▶ Tareas del ejercicio:
• a. Responda a las siguientes preguntas según el texto sobre el riego en Andalucía:
(i) ¿Desde qué año no habían recuperado prácticamente todos los sistemas de explotación de las cuencas andaluzas las dotaciones ordinarias de riego?
(ii) ¿Qué dotación completa por hectárea volvió a autorizarse en el Guadalquivir?
(iii) ¿Qué porcentaje de su capacidad superaron los embalses andaluces durante buena parte de la campaña?
• b. Transcriba el fragmento del texto sobre el riego en Andalucía que empieza en las palabras "La normalidad regresó" y termina tras las palabras "una prioridad permanente.".
• c. Resuma el texto sobre el riego en Andalucía en dos oraciones.

++++ Texto del ejercicio ++++

Vuelven las dotaciones plenas. Por primera vez desde 2017, prácticamente todos los sistemas de explotación de las cuencas andaluzas recuperaron las dotaciones ordinarias de riego.
En el Guadalquivir volvió a autorizarse la dotación completa de 6.000 m³ por hectárea, poniendo fin a ocho campañas consecutivas marcadas por las restricciones.
La normalidad regresó también a la mayor parte de las cuencas litorales, permitiendo afrontar la campaña con tranquilidad, aunque sin olvidar que las sequías volverán y que el uso eficiente del agua debe seguir siendo una prioridad permanente.
Los embalses alcanzan niveles históricos
Las precipitaciones permitieron que los embalses andaluces superaran el 85% de su capacidad durante buena parte de la campaña, alcanzando niveles que apenas se habían registrado en la última década.

++++ Datos del ejercicio ++++

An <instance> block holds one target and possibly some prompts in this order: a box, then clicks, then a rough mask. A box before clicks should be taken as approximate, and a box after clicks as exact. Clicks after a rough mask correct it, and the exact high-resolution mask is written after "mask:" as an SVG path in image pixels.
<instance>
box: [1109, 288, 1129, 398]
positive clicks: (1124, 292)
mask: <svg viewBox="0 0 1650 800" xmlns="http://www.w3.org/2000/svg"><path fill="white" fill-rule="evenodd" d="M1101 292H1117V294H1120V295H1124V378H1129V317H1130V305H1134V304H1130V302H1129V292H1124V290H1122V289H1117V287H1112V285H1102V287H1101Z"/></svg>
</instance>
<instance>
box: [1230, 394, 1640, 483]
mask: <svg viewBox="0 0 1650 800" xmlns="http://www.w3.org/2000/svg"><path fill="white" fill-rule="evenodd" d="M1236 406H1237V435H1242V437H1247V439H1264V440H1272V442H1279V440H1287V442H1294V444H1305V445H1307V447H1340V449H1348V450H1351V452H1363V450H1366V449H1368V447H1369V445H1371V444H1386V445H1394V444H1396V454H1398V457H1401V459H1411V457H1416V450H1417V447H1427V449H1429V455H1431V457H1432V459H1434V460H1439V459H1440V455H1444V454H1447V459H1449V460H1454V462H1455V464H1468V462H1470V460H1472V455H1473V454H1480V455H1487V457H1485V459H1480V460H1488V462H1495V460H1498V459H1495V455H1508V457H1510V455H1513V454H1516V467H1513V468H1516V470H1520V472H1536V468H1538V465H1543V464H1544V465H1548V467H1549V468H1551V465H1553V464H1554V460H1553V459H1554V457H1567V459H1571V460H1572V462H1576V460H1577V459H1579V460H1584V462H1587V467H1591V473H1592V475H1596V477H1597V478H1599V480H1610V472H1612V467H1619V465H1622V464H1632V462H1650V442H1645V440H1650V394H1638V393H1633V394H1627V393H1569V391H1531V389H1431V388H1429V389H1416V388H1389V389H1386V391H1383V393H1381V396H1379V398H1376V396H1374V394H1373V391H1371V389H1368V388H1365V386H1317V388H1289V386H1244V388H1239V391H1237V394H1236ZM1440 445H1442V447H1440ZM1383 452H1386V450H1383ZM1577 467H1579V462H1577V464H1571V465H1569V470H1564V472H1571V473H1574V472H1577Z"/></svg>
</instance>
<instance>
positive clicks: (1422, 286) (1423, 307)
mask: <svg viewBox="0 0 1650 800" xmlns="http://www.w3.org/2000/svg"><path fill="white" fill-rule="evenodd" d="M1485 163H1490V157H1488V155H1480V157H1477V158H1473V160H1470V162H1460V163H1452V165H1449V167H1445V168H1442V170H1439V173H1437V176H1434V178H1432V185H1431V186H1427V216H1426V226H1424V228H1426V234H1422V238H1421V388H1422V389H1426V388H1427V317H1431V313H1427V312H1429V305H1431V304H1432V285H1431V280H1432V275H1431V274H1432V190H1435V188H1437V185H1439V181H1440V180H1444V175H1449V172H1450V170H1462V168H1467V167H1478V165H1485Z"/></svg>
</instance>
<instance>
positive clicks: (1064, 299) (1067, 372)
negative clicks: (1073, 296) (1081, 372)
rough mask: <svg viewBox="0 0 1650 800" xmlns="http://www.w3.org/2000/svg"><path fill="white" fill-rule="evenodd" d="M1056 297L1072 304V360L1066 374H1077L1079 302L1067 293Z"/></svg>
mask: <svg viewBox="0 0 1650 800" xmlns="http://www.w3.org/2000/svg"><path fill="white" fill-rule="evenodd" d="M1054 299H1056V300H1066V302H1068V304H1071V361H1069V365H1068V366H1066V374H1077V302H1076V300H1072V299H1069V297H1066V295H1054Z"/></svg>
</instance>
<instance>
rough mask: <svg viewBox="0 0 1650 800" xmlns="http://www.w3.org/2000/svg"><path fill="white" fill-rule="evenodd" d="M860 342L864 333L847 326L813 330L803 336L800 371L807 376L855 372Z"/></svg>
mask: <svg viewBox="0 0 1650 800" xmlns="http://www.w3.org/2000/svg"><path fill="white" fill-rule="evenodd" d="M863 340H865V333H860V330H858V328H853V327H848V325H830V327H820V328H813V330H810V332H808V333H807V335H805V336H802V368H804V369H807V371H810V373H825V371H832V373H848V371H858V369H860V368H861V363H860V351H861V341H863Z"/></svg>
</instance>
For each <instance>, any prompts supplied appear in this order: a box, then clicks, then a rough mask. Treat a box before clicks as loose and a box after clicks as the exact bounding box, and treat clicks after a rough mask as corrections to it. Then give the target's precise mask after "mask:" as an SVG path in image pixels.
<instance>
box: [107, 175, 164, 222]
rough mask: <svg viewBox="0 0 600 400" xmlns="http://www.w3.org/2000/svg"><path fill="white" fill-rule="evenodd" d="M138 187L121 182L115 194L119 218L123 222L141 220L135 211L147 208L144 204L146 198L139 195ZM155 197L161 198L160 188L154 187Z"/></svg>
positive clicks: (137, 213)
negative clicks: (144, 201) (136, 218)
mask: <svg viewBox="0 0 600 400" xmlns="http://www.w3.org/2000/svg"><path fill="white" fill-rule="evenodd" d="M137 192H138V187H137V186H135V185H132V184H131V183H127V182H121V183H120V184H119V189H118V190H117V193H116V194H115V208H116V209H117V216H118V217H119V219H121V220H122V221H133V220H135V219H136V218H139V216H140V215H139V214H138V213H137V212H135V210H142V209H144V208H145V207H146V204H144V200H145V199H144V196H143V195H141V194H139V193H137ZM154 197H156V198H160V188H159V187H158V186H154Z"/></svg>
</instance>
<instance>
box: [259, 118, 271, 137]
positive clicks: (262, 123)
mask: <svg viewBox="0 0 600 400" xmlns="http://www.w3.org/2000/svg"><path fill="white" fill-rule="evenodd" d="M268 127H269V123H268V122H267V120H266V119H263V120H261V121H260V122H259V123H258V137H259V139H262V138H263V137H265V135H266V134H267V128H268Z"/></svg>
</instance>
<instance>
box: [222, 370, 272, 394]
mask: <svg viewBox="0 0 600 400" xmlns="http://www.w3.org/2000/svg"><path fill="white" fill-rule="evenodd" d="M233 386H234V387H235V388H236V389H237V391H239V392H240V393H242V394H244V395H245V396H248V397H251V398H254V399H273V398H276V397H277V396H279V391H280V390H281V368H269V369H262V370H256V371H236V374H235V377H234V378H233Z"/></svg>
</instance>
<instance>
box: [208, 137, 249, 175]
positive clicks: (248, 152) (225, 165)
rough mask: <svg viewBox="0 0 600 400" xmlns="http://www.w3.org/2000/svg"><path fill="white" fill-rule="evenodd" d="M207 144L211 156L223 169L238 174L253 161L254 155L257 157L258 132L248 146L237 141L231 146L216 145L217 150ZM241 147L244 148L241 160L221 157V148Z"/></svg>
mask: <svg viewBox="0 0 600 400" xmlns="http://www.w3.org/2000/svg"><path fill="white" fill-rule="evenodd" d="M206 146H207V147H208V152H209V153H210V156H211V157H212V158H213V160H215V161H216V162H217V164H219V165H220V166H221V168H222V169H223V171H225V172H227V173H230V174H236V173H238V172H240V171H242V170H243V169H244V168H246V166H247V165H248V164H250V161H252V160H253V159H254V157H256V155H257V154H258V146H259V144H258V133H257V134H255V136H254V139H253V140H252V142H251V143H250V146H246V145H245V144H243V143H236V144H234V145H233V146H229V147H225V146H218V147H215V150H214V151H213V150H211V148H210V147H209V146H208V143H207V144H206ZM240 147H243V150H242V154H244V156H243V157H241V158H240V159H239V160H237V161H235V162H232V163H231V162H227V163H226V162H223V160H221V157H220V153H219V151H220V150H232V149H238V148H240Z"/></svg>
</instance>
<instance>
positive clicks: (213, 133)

++++

▶ Resultados por tarea:
• a.
(i) Desde 2017.
(ii) 6.000 m³ por hectárea.
(iii) El 85%.

• b.
La normalidad regresó también a la mayor parte de las cuencas litorales, permitiendo afrontar la campaña con tranquilidad, aunque sin olvidar que las sequías volverán y que el uso eficiente del agua debe seguir siendo una prioridad permanente.

• c. Por primera vez desde 2017, prácticamente todos los sistemas de explotación de las cuencas andaluzas recuperaron las dotaciones ordinarias de riego. En el Guadalquivir volvió a autorizarse la dotación completa de 6.000 m³ por hectárea tras ocho campañas de restricciones, y los embalses andaluces superaron el 85% de su capacidad durante buena parte de la campaña gracias a las precipitaciones.